# Aufgaben
• a. Zähle alles auf, was im Interview über die Hinrunde ausdrücklich als „nicht selbstverständlich“ bezeichnet wird.
• b. Schreibe das Interview über die Hinrunde im Anschluss an seinen letzten Satz weiter.

# Vorliegender Text
Fällt deine Hinrunden-Bilanz auch deshalb positiv aus?
Ja, aber nicht nur deshalb. Eine Szene nach dem Auswärtssieg in Leipzig ist mein Moment der Hinrunde. Wir spielen dort gut, geraten trotzdem in Rückstand. Die Akkus waren bei meinen Jungs komplett leer, am liebsten hätte ich alle meine Spieler in den Arm genommen. Das geht aber nicht, also habe ich ihnen mit den Auszeiten ein wenig Luft verschafft. Wir drehen das Spiel, und als ich nach dem Abpfiff in die Kabine kam, saßen alle zusammen. Niemand war am Handy, niemand auf der Behandlungsliege. Die Jungs saßen einfach zusammen und haben sich gemeinsam über den Erfolg gefreut. Da habe ich gespürt, dass hier etwas zusammenwächst. Ich kann sehr unangenehm werden, wenn mir etwas nicht gefällt. Aber an diesem Tag war ich einfach nur stolz auf meine Jungs. Das, was sie Ende November und Dezember geleistet haben, ist nicht selbstverständlich. Unsere Serie mit zehn Siegen in Folge ist nicht selbstverständlich. Und auch unsere Qualifikation für das Final4 im DHB-Pokal in Köln war nicht selbstverständlich. Dass wir uns und unseren Fans diesen Traum erfüllt haben, freut mich besonders.
"Dese Liga ist brutal, diese Liga ist wunderbar"
Und das so kurz nach der Weltmeisterschaft…
Ja, das macht es nicht einfacher. 72 Stunden nach dem WM-Finale und 72 Stunden vor dem Kracher gegen den Deutschen Meister aus Magdeburg kann ich nicht normal trainieren lassen. Wir werden uns treffen, vielleicht etwas essen und ein bisschen von den vergangenen Wochen erzählen. Dann werde ich kurz um Aufmerksamkeit bitten, um ein wenig "Magdeburg-Software" draufzuspielen. Aber nicht zu lange, damit keiner der Spieler mental übersäuert. Diese Liga ist brutal, diese Liga ist wunderbar. Und ich liebe es, unsere junge Mannschaft durch diese Liga zu führen, sie in ihrer Entwicklung weiterzubringen. Wir sollten aber auch wissen, dass es eine Korrektur der Entwicklungsstufe geben wird. Dieser Korrektur muss man Ruhe und Raum geben, damit wir etwas Nachhaltiges für die Zukunft unserer THW Kiel schaffen können. Gemeinsam wollen wir das Beste herausholen. Dafür brenne ich, dafür brennen unsere Jungs.

# Bereitgestellte Einträge
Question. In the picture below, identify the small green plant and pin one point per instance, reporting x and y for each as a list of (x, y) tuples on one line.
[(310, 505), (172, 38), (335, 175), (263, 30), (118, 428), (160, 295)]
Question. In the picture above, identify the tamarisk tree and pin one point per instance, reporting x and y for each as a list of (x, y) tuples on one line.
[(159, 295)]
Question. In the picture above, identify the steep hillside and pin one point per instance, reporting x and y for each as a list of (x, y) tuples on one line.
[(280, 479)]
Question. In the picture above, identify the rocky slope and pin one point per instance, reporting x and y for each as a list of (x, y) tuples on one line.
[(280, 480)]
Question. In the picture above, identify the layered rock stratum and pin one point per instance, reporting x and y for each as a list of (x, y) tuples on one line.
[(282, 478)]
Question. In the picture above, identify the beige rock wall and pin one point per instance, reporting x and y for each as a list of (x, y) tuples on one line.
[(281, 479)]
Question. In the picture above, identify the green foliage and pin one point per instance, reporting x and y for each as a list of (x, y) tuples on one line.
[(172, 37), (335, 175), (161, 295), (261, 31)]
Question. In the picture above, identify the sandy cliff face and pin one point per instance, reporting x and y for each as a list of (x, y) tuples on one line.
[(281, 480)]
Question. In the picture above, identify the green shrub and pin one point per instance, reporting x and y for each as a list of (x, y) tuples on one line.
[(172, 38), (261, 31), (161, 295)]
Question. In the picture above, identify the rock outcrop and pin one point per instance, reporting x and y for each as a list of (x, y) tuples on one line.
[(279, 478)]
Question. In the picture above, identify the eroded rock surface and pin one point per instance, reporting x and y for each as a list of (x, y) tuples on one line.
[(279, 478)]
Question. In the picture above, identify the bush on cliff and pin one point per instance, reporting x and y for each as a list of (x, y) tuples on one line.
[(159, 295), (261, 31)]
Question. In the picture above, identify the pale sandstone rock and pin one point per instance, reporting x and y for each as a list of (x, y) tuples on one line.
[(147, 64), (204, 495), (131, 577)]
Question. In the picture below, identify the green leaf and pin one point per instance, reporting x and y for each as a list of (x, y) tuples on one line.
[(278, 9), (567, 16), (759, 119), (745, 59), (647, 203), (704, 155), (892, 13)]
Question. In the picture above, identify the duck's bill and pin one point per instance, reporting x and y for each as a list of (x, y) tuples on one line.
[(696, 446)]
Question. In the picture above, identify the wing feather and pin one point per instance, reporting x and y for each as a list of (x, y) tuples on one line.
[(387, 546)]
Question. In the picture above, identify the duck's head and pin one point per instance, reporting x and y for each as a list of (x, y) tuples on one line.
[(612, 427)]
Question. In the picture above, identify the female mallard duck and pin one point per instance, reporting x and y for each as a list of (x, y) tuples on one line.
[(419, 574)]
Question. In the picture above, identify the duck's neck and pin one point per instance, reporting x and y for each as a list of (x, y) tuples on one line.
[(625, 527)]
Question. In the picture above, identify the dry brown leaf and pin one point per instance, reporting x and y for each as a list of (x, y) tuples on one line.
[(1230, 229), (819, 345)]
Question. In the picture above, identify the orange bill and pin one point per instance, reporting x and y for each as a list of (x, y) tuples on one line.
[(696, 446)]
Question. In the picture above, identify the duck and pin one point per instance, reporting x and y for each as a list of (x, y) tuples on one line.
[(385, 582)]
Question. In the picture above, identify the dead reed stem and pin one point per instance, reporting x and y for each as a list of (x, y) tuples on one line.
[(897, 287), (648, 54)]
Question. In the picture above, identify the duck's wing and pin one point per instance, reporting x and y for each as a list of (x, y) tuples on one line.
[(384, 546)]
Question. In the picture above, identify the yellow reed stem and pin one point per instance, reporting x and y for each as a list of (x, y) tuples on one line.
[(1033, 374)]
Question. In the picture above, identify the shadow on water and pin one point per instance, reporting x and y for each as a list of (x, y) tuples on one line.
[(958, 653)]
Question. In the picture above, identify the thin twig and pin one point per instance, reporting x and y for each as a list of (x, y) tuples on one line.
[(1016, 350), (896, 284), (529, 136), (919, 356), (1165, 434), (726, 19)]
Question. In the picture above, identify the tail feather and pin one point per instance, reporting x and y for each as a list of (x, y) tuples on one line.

# Antworten je Aufgabe
• a.
- Das, was die Spieler Ende November und Dezember geleistet haben
- Die Serie mit zehn Siegen in Folge
- Die Qualifikation für das Final4 im DHB-Pokal in Köln

• b.
"Auch an unserem magischen Ort entwickelt sich etwas"
Haben die Fans dabei geholfen?
Auf jeden Fall. Auch da habe ich das Gefühl, dass sich an unserem magischen Ort, der Wunderino Arena, etwas entwickelt. Unsere Fans spüren, dass unsere junge Mannschaft mehr Unterstützung braucht, als wir es vielleicht früher mit der Ansammlung an Weltstars gebraucht haben. Dass sie Druck auf den Gegner und die Schiedsrichter ausüben können und damit unserem Team helfen. Die Stimmung zum Beispiel gegen Hannover, im Pokal gegen Gummersbach und in der EHF European League war herausragend, aber auch auswärts haben sich meine Jungs über jeden einzelnen gefreut, der ihnen helfen wollte. Genau diesen Spirit wollen wir mitnehmen ins neue Jahr, denn es wird ein richtig schwieriger Start mit acht schweren Spielen in 24 Tagen.